(Point annotation dataset records)
-*-*-
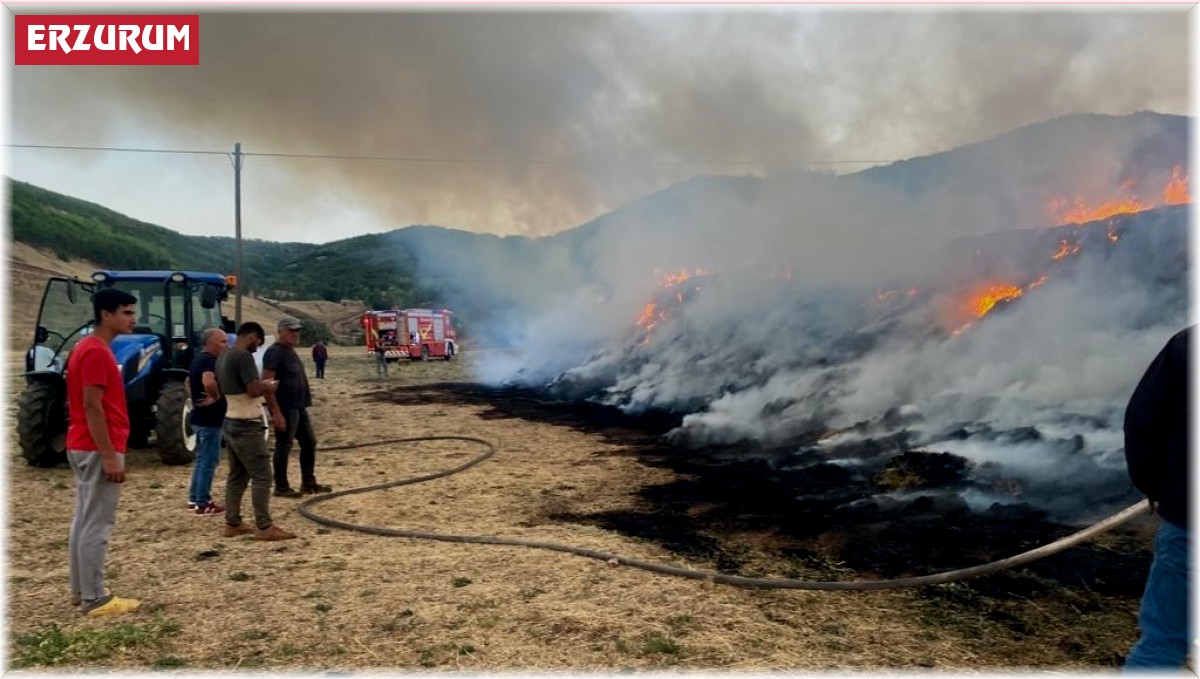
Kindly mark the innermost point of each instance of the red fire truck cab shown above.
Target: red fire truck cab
(412, 332)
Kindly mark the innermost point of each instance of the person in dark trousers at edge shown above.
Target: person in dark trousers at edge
(208, 418)
(291, 416)
(319, 355)
(1156, 432)
(250, 462)
(97, 433)
(381, 360)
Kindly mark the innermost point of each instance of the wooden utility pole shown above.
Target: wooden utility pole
(237, 221)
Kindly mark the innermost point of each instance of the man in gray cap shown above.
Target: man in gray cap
(291, 418)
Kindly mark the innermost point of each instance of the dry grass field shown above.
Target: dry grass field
(342, 600)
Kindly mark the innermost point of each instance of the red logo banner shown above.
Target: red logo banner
(107, 40)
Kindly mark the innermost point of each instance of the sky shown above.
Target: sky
(532, 121)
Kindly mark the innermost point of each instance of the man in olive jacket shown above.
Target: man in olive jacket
(1156, 430)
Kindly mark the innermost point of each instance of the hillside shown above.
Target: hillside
(497, 284)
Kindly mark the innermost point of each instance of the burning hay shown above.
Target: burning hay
(1014, 352)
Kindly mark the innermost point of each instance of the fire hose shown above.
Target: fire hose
(617, 560)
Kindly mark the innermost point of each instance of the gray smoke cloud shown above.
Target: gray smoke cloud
(828, 304)
(633, 101)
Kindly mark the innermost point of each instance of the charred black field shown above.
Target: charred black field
(783, 514)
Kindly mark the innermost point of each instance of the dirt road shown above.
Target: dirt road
(334, 599)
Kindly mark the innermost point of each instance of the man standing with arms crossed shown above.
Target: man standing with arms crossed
(208, 416)
(97, 433)
(250, 463)
(291, 418)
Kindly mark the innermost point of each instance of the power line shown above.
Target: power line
(437, 160)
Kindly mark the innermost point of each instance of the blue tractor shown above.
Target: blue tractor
(173, 307)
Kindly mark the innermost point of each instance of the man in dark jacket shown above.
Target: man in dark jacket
(1156, 431)
(291, 420)
(319, 355)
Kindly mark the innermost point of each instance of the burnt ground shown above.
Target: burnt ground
(731, 506)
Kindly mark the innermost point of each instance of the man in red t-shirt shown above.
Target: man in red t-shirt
(96, 438)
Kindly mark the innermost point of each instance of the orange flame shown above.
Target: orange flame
(1080, 212)
(988, 298)
(671, 278)
(1066, 248)
(647, 318)
(1176, 192)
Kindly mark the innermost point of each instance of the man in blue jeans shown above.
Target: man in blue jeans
(1156, 431)
(208, 416)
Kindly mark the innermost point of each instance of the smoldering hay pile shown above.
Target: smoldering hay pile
(1014, 350)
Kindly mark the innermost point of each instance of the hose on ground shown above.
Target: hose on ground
(731, 580)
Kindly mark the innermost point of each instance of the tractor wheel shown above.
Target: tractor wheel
(174, 434)
(42, 425)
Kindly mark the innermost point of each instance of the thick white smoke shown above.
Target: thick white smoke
(786, 337)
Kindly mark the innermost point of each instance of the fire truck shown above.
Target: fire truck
(411, 334)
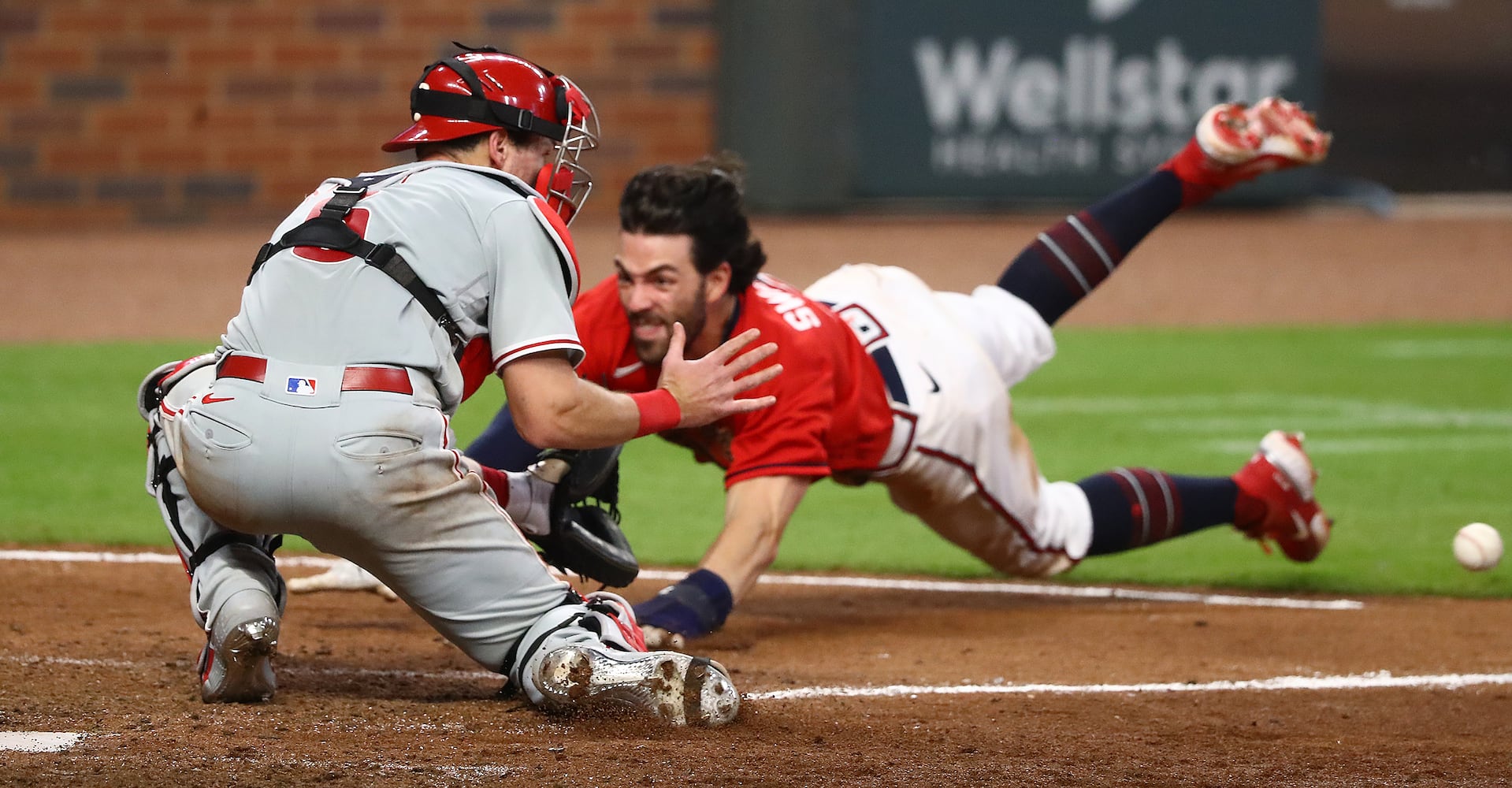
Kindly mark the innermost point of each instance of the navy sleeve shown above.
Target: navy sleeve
(501, 445)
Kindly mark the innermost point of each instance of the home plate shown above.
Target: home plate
(37, 740)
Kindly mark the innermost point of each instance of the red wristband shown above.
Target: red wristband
(659, 411)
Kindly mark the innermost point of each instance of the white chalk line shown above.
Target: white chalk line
(38, 740)
(1354, 681)
(1358, 681)
(885, 584)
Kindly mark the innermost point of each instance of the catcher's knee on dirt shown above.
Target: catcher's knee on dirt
(220, 562)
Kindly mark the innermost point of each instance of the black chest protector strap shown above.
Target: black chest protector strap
(329, 230)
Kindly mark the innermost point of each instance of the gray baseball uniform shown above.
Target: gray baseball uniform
(327, 411)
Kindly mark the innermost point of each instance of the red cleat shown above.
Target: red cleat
(1276, 498)
(1237, 143)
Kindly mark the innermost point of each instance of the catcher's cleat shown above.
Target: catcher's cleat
(671, 687)
(236, 663)
(1235, 143)
(1276, 498)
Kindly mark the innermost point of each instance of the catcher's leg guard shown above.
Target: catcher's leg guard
(235, 589)
(589, 656)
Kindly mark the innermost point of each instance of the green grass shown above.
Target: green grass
(1411, 427)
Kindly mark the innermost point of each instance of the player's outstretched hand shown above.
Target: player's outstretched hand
(708, 388)
(342, 577)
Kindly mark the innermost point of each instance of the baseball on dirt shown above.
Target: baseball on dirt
(1477, 546)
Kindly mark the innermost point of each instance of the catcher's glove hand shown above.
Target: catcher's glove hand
(584, 534)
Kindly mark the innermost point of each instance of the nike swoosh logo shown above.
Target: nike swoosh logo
(934, 383)
(1304, 533)
(1110, 9)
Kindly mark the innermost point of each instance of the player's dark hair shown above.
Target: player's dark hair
(463, 144)
(704, 200)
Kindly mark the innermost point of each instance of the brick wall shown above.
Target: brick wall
(121, 112)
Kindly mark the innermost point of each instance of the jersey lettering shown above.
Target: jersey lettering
(791, 306)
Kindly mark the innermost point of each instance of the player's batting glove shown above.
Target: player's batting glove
(584, 531)
(694, 607)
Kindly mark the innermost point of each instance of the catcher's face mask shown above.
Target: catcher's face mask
(481, 90)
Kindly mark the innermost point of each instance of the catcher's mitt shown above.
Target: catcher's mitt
(585, 536)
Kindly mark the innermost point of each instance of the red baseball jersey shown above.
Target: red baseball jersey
(832, 412)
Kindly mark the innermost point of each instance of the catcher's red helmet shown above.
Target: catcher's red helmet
(481, 90)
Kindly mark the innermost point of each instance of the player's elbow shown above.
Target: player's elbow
(543, 427)
(555, 426)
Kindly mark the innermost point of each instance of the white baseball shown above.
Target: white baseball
(1477, 546)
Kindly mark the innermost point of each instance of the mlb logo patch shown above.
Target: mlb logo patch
(301, 386)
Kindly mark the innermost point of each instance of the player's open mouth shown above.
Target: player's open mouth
(649, 329)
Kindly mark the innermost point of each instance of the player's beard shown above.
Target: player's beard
(693, 317)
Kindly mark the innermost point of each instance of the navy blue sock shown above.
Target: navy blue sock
(1138, 507)
(1068, 261)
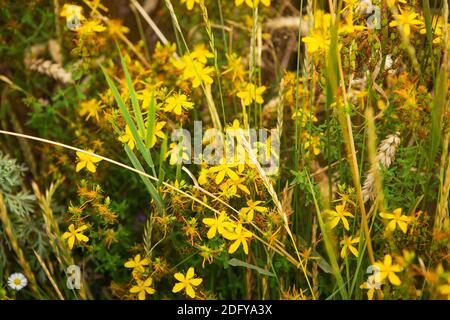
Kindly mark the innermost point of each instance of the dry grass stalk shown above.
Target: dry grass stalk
(385, 157)
(50, 68)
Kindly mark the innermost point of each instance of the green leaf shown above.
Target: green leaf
(150, 187)
(239, 263)
(151, 119)
(126, 114)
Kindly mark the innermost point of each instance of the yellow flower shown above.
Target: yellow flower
(187, 282)
(249, 212)
(406, 19)
(397, 219)
(71, 11)
(190, 3)
(91, 108)
(143, 287)
(75, 234)
(219, 224)
(339, 214)
(177, 103)
(388, 270)
(223, 170)
(251, 93)
(137, 264)
(393, 2)
(318, 41)
(312, 143)
(195, 71)
(178, 153)
(347, 244)
(438, 25)
(87, 161)
(235, 67)
(371, 285)
(445, 289)
(240, 235)
(252, 3)
(158, 133)
(115, 27)
(201, 53)
(90, 27)
(127, 138)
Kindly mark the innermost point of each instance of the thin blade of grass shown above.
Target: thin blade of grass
(150, 187)
(134, 131)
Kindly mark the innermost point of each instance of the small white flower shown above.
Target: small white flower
(17, 281)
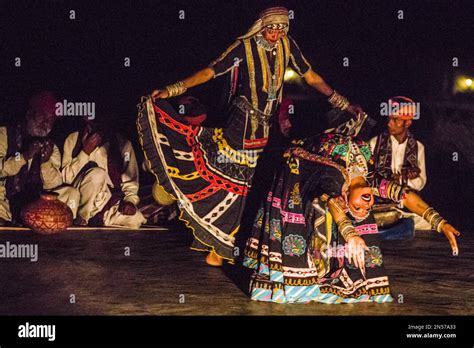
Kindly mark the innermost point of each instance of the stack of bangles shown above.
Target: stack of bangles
(346, 228)
(434, 219)
(338, 101)
(175, 89)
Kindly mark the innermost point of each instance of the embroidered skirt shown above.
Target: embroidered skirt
(208, 171)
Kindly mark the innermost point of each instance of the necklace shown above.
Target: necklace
(264, 43)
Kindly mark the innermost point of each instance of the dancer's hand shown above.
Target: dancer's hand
(160, 94)
(46, 151)
(450, 232)
(90, 142)
(355, 109)
(355, 252)
(127, 208)
(32, 149)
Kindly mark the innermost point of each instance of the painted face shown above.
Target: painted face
(396, 126)
(274, 32)
(360, 201)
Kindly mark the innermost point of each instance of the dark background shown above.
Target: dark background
(83, 60)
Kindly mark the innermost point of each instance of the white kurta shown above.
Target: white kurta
(50, 175)
(398, 157)
(94, 184)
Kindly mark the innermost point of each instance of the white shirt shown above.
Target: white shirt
(72, 166)
(398, 157)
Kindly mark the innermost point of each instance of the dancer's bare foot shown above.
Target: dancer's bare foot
(213, 259)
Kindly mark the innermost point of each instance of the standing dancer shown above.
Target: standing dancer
(209, 170)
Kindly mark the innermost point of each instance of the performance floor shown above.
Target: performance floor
(161, 276)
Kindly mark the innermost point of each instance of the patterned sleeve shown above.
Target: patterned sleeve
(384, 188)
(297, 61)
(228, 60)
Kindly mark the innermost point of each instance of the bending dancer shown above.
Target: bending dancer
(315, 239)
(209, 170)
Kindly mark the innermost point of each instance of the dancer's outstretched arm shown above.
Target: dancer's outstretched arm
(202, 76)
(318, 83)
(416, 205)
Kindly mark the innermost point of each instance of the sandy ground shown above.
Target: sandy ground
(161, 276)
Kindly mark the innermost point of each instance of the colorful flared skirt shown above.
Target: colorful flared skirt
(208, 171)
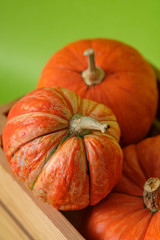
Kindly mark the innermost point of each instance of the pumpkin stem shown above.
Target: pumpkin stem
(92, 75)
(151, 194)
(81, 125)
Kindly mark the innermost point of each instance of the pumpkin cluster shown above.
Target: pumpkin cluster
(79, 141)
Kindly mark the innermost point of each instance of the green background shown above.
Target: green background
(31, 31)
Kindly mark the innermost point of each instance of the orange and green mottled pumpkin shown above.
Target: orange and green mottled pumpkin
(64, 148)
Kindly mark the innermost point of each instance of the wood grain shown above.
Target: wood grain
(21, 210)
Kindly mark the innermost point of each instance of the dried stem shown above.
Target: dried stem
(92, 75)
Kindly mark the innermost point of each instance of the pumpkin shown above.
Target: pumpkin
(132, 210)
(64, 148)
(111, 73)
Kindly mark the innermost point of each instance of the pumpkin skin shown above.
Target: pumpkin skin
(129, 87)
(122, 214)
(68, 172)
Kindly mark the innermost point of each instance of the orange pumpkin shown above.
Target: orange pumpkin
(132, 210)
(63, 147)
(122, 79)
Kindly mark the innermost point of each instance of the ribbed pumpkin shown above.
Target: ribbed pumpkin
(115, 75)
(132, 210)
(63, 147)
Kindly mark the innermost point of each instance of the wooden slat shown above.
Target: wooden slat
(36, 219)
(9, 229)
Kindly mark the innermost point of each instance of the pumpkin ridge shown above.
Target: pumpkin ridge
(88, 171)
(63, 68)
(145, 231)
(35, 114)
(67, 102)
(139, 162)
(45, 162)
(128, 92)
(65, 138)
(128, 177)
(36, 138)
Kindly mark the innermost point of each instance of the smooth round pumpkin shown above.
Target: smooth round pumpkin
(64, 148)
(124, 213)
(118, 77)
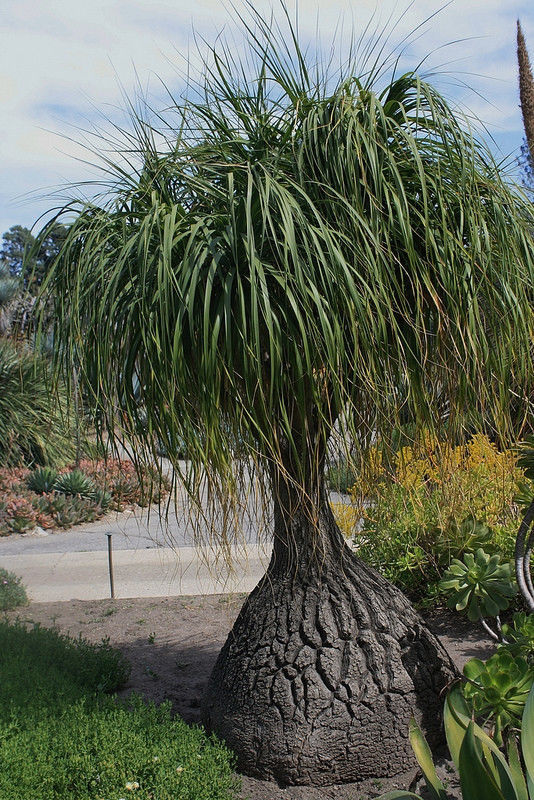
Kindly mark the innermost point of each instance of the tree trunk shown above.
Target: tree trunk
(325, 664)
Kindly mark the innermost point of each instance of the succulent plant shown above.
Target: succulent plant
(42, 480)
(498, 689)
(480, 584)
(484, 772)
(75, 483)
(519, 635)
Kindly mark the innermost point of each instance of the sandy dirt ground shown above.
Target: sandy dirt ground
(172, 644)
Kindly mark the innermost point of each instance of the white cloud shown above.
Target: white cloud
(62, 60)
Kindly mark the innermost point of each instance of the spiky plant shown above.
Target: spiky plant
(33, 428)
(303, 249)
(526, 89)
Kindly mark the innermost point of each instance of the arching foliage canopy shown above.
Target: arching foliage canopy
(300, 246)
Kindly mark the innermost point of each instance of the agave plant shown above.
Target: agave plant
(75, 483)
(42, 480)
(484, 772)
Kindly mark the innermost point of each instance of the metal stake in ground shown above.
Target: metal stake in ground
(110, 565)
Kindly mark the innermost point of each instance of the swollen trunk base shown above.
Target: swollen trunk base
(323, 669)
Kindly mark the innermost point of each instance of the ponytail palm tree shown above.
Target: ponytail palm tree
(301, 253)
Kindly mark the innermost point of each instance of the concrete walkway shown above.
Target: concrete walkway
(153, 556)
(155, 572)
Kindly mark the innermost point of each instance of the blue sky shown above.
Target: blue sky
(64, 65)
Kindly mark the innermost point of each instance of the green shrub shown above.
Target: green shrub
(61, 738)
(12, 592)
(33, 428)
(432, 504)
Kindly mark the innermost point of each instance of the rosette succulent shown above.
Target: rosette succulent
(481, 584)
(498, 689)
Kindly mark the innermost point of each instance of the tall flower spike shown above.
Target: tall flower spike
(526, 89)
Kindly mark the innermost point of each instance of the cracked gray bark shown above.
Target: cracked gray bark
(325, 664)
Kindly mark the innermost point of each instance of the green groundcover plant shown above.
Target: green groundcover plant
(12, 592)
(62, 737)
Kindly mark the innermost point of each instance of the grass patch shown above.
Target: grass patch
(12, 592)
(63, 737)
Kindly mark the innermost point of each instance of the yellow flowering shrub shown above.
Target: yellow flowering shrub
(429, 502)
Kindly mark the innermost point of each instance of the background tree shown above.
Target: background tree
(26, 259)
(305, 249)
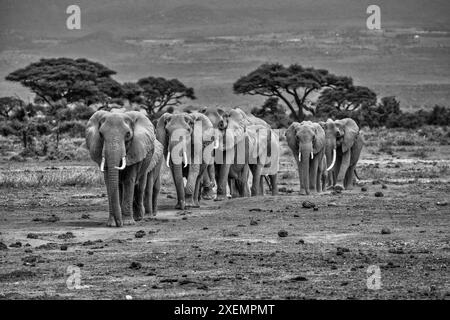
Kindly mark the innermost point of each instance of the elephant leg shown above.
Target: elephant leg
(256, 172)
(208, 184)
(313, 168)
(222, 182)
(156, 187)
(349, 177)
(261, 185)
(198, 183)
(274, 183)
(300, 174)
(128, 185)
(139, 194)
(179, 186)
(345, 163)
(148, 203)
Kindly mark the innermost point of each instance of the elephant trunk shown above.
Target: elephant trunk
(113, 161)
(305, 152)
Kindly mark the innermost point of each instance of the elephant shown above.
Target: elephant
(215, 115)
(248, 144)
(307, 142)
(192, 135)
(124, 145)
(343, 145)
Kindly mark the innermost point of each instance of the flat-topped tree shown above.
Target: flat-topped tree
(293, 85)
(342, 100)
(68, 80)
(158, 93)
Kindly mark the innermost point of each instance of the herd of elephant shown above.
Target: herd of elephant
(212, 149)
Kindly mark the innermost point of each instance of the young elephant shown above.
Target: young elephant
(343, 144)
(124, 145)
(249, 143)
(192, 136)
(307, 142)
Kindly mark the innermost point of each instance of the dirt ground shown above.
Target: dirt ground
(234, 249)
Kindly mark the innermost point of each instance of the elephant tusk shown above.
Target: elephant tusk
(124, 164)
(216, 144)
(334, 160)
(102, 165)
(168, 159)
(185, 159)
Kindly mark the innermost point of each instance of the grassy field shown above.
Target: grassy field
(54, 213)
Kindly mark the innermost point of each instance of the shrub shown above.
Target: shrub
(273, 113)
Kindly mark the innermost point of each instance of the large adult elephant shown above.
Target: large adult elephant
(248, 143)
(188, 140)
(343, 145)
(307, 142)
(215, 115)
(124, 145)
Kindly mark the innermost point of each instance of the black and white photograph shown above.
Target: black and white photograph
(214, 150)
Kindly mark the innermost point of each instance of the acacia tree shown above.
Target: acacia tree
(68, 80)
(158, 93)
(61, 81)
(343, 100)
(293, 85)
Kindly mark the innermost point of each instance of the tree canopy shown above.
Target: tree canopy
(349, 98)
(158, 92)
(69, 80)
(292, 84)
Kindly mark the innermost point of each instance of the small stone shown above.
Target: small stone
(299, 278)
(308, 204)
(332, 204)
(139, 234)
(15, 244)
(135, 265)
(53, 218)
(282, 233)
(67, 235)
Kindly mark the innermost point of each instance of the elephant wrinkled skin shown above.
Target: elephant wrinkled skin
(307, 142)
(124, 145)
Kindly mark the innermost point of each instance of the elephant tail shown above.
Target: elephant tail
(356, 175)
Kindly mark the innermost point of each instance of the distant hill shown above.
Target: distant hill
(46, 18)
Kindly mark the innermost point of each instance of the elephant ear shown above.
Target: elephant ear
(94, 142)
(319, 138)
(351, 131)
(291, 135)
(161, 135)
(143, 136)
(157, 155)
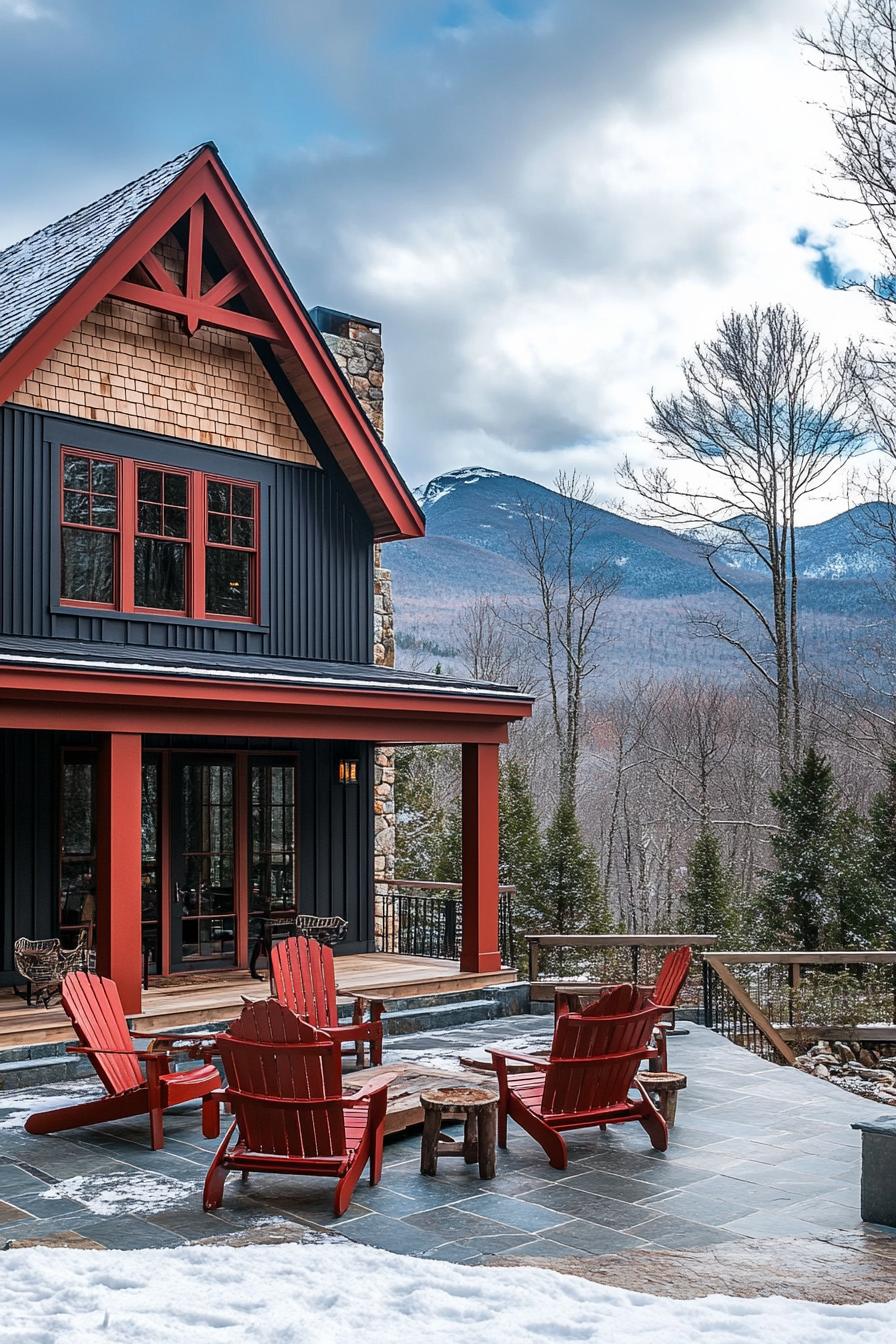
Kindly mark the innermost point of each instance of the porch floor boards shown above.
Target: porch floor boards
-*-*-
**Task to carry out**
In the records above, locate the line with "Kindly mark the innermost point of each instance of the acacia"; output it and each line after it through the last one, exactly, omitting pictures.

**Correct response**
Kindly mark the innermost point of each instance of the acacia tree shown above.
Target: acacia tree
(68, 80)
(158, 93)
(61, 81)
(343, 100)
(293, 85)
Kindly mark the innermost point of each instance of the tree canopy shown above.
Target: tree canopy
(349, 98)
(158, 92)
(69, 80)
(292, 84)
Kindly mark the innermost point of each instance of the small stone shown above.
Target: small stone
(299, 278)
(308, 204)
(332, 204)
(139, 234)
(15, 244)
(135, 265)
(53, 218)
(282, 233)
(67, 235)
Kindly mark the innermost point of each instance of the elephant wrinkled skin shown above.
Target: elephant wrinkled skin
(307, 142)
(124, 145)
Kindly mark the innermost point of each instance of the elephant tail shown above.
Target: elephant tail
(356, 175)
Kindly mark the innermost point of each instance of the distant hill shown above.
Target: distant hill
(46, 18)
Kindly mark the innermost point of each instance of the elephant ear shown above.
Target: elephant ear
(94, 142)
(319, 138)
(351, 131)
(291, 135)
(161, 135)
(143, 136)
(157, 155)
Kindly mark the innermost point of each instance of the porch floor boards shown above.
Target: porch floor boards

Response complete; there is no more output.